:: Testo selezionato ::

'''

Qualche considerazione senza filtri sulla Resistenza

La Resistenza è stata una pagina gloriosa, i cui valori sono alla base
della nostra democrazia. Se oggi godiamo di molte libertà, lo dobbiamo
senz’altro a chi, vent’enne o poco più, ha sacrificato la propria vita
per un ideale.
Ciò premesso, vorrei svolgere alcune considerazioni, scevre da
qualsiasi pretesa, se non quella di fornire una chiave di lettura un
po’ diversa rispetto a quanto, tradizionalmente, ci è stato
tramandato. Fatto salvo il rispetto per i morti e per chi ha rischiato
la vita per la propria e l’altrui libertà, non tutto ciò che ha
riguardato i gruppi di liberazione e le brigate partigiane è, a mio
giudizio, da osannare. Nell’ambito dei gruppi che si contrapponevano
ai nazi-fascisti, c’erano, in mezzo a tante persone per bene, anche
individui ambigui, di difficile inquadramento e altri di personalità
sicuramente deprecabile.

'''

:: Contenuto del materiale ::

'''

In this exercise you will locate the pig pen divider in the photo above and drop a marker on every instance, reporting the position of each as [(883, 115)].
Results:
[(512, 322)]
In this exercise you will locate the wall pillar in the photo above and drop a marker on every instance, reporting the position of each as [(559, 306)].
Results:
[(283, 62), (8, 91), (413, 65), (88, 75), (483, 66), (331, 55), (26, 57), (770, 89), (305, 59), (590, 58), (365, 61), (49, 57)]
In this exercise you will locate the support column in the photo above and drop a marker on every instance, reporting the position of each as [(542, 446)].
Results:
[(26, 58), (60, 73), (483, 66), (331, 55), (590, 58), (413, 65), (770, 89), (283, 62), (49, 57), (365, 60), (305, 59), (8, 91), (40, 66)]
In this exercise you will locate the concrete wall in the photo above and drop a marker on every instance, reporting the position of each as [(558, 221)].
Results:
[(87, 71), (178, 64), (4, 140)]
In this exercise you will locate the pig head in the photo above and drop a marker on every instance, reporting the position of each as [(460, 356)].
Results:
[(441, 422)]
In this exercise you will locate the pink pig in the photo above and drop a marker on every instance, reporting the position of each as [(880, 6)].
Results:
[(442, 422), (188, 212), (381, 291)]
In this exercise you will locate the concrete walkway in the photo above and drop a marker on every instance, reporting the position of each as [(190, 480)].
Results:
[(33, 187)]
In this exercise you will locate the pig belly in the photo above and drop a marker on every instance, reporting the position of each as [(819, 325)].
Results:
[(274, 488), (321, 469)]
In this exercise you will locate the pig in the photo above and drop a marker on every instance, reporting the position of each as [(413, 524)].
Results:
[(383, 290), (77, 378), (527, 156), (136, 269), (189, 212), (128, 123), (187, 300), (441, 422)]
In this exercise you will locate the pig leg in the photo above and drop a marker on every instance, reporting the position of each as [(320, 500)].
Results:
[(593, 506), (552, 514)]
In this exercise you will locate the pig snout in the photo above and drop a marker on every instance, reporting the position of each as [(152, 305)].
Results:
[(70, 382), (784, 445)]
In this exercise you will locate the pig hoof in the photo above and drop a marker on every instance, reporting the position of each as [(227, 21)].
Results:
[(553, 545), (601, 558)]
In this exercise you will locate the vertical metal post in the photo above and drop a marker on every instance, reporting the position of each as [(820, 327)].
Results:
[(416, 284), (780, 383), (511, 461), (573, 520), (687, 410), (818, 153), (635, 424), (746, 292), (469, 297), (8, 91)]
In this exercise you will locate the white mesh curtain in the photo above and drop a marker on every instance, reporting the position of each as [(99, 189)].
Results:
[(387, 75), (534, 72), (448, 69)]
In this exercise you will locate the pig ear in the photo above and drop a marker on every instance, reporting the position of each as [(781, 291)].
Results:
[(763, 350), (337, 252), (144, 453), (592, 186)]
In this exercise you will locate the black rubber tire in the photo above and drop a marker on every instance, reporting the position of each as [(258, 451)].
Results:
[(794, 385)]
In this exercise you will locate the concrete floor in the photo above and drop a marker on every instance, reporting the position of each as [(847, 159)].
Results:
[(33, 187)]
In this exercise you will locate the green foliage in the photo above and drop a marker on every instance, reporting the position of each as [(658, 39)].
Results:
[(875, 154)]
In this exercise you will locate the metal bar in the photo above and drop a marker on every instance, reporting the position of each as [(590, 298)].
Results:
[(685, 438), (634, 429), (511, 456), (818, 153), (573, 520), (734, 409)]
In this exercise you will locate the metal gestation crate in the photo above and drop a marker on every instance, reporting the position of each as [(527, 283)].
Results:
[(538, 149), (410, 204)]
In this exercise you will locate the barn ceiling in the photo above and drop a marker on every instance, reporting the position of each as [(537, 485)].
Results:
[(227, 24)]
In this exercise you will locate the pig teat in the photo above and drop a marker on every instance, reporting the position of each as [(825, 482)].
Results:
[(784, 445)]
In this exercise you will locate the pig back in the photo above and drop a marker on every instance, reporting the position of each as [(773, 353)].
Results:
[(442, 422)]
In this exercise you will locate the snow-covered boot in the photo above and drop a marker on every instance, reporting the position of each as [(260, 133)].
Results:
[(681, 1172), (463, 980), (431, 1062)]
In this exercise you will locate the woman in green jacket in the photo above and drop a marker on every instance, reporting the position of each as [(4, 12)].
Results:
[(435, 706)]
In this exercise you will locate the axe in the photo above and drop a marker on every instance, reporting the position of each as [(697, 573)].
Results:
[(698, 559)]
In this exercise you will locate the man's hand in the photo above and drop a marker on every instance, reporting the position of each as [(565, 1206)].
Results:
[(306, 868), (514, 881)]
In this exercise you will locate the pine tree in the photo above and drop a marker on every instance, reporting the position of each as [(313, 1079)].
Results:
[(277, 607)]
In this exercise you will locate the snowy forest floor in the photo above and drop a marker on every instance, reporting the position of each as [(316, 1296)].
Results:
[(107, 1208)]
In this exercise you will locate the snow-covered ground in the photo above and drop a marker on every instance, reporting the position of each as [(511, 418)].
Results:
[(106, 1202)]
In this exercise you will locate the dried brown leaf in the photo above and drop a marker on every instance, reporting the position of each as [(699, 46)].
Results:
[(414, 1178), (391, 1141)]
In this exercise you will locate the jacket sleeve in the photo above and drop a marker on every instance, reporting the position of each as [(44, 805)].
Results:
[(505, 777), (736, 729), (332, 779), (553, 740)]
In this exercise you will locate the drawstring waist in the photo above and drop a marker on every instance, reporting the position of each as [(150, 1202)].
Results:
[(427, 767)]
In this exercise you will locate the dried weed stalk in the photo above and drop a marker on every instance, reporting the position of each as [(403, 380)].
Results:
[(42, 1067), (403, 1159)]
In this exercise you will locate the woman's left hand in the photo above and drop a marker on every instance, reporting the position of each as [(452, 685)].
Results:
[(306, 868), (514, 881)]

'''

:: Compiti dell'esercizio ::
(1) Nel testo sulla Resistenza, riscrivi il tratto che va da "La Resistenza è" fino a "per un ideale.", sostituendo "democrazia" con "Repubblica".
(2) Rispondi a queste domande sul testo sulla Resistenza.
(a) Di che cosa sono alla base i valori della Resistenza?
(b) Quale età viene indicata per chi ha sacrificato la propria vita per un ideale?
(c) Quali individui c'erano, oltre a tante persone per bene, nei gruppi che si contrapponevano ai nazi-fascisti?

:: Soluzioni dell'esercizio ::
(1)
La Resistenza è stata una pagina gloriosa, i cui valori sono alla base
della nostra Repubblica. Se oggi godiamo di molte libertà, lo dobbiamo
senz’altro a chi, vent’enne o poco più, ha sacrificato la propria vita
per un ideale.

(2)
(a) Della nostra democrazia.
(b) Vent'enne o poco più.
(c) Individui ambigui, di difficile inquadramento e altri di personalità sicuramente deprecabile.